──────── Страница

У всех путешественников Таити оставлял одно впечатление — восхитительное. А поскольку в умах путешественников господствовали одинаковые, в сущности воззрения, то и эпитеты в их рассказах о Таити были тоже сходными — «царица Океании», «земной рай»… И Чарльз Дарвин, плавая на знаменитом корабле «Бигль», итожил их впечатления и рассказы. «На рассвете, — писал он, — показался Таити, остров, который навсегда, должно быть, останется классическим для всех, кто путешествует по южным морям».

Этот «классический» остров посещали и русские. В бухте Матаваи, у мыса Венеры бросали якоря славные открыватели Антарктиды Фаддей Беллинсгаузен и Михаил Лазарев. Потом, летом 1823 года, опять-таки Михаил Лазарев, поспешая в Русскую Америку, был на Таити с фрегатом «Крейсер». Спустя несколько дней, догоняя брата, туда же явился Андрей Лазарев, командир кругосветного шлюпа «Ладога».

Года не прошло после ухода Лазаревых из Матавайской бухты, а уже другой русский ходок торопился к ее благодатным берегам: шлюп капитан-лейтенанта Коцебу «Предприятие».

…В марте 1824 года тяжелый якорь, унеся в глубину пятнадцать саженей троса, взбаламутил черный ил на дне залива Матаваи. Шлюп «Предприятие» с убранными к реям парусами, стоял у берегов Таити, и сто с лишним человек из России во все глаза глядели на чудесный остров, покрытый апельсиновыми, лимонными, банановыми лесами, глядели на домики туземцев, на бухту с шустрыми лодками.

Лодки стремглав, наперегонки устремляются к шлюпу. Лодки везут фрукты, рыбу, мясо. Островитяне машут зелеными ветками — знак мира и дружбы, дошедший к нам из тьмы времен. Окружив корабль, они кричат;

— Юрана! Юрана! Юрана!

«Юрана» — это «здравствуйте», это «добро пожаловать». И с высокого шлюпа в ответ им тоже несется «юрана» и машут платками, шапками.

Отто Евстафьевич не рассчитывал долго быть на Таити. Недели две, не больше. Не тратя времени попусту, экипаж принялся за дела, обычные на якорной стоянке. Корабельные работы, береговые поверки астрономических инструментов, меновая торговля, исследования ученых.

Капитан участвует во всем. Он вездесущ. Он то на шлюпе, то на берегу. Он помогает Эмилю Ленцу наладить наблюдения и опыты, посылает минералога Гофмана осмотреть озеро Вахирия, считающееся и островитянами и европейцами бездонным. Он велит штурманам произвести опись залива Матаваи, а потом и первую съемку отличной гавани Папеэте, неподалеку от Матаваи, где ныне находится столица Таити. Разнообразные хлопоты… И эти вечные тревоги, неотвязные даже в ночном забытьи: не упустить то-то, сделать то-то…

Однако, распределив обязанности среди подчиненных, Отто Евстафьевич и сам зорким оком наблюдает за жизнью Таити. Коцебу беседует с Вильсоном, английским миссионером, живущим на острове уже более двух десятилетий, говорит с рослыми и кроткими туземцами, присутствует на унылых проповедях в церкви, видит, как, смиренно согнув широкие спины, островитяне шепчут молитвы богу белых людей. И Коцебу мрачнеет, хмурится…




Вот он сидит в своей каюте на кожаном диване с книгой в руках. В отворенную дверь струятся запахи земли, прекрасной, богатой земли.

────────────────
──────── Выдержки из записей

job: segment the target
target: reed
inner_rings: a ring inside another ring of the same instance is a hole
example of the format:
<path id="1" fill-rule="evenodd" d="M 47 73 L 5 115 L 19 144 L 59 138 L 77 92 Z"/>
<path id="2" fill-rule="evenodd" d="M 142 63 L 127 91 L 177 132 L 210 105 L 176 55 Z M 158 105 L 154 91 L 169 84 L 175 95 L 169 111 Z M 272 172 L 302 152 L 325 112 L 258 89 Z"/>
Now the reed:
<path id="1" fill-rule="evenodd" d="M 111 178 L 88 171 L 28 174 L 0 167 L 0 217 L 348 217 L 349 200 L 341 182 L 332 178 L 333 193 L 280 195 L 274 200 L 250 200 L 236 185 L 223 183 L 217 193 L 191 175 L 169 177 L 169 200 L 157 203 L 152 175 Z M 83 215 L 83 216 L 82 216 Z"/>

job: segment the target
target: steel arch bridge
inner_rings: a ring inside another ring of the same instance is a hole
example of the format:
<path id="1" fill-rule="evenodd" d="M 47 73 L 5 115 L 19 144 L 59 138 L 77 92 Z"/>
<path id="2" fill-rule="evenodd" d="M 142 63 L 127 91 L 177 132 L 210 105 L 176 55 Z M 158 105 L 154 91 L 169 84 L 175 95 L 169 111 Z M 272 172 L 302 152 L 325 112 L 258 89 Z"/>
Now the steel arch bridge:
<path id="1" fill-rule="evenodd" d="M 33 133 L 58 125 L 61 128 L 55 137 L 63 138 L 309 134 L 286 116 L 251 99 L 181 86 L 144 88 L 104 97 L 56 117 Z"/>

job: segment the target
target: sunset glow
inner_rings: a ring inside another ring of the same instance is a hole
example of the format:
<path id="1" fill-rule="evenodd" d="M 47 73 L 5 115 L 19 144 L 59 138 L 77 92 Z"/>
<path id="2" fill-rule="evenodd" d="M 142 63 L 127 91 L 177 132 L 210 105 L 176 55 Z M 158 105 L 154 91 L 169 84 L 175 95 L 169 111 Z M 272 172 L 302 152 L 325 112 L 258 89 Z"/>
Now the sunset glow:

────────────────

* [Цель задания]
Перепишите отрывок о Таити от «Года не прошло» до «Юрана! Юрана! Юрана!», подставив «Челны» вместо «Лодки». Приведённые пункты здесь никакой роли не играют.

* [Ответ к задаче]
Года не прошло после ухода Лазаревых из Матавайской бухты, а уже другой русский ходок торопился к ее благодатным берегам: шлюп капитан-лейтенанта Коцебу «Предприятие».

…В марте 1824 года тяжелый якорь, унеся в глубину пятнадцать саженей троса, взбаламутил черный ил на дне залива Матаваи. Шлюп «Предприятие» с убранными к реям парусами, стоял у берегов Таити, и сто с лишним человек из России во все глаза глядели на чудесный остров, покрытый апельсиновыми, лимонными, банановыми лесами, глядели на домики туземцев, на бухту с шустрыми лодками.

Челны стремглав, наперегонки устремляются к шлюпу. Челны везут фрукты, рыбу, мясо. Островитяне машут зелеными ветками — знак мира и дружбы, дошедший к нам из тьмы времен. Окружив корабль, они кричат;

— Юрана! Юрана! Юрана!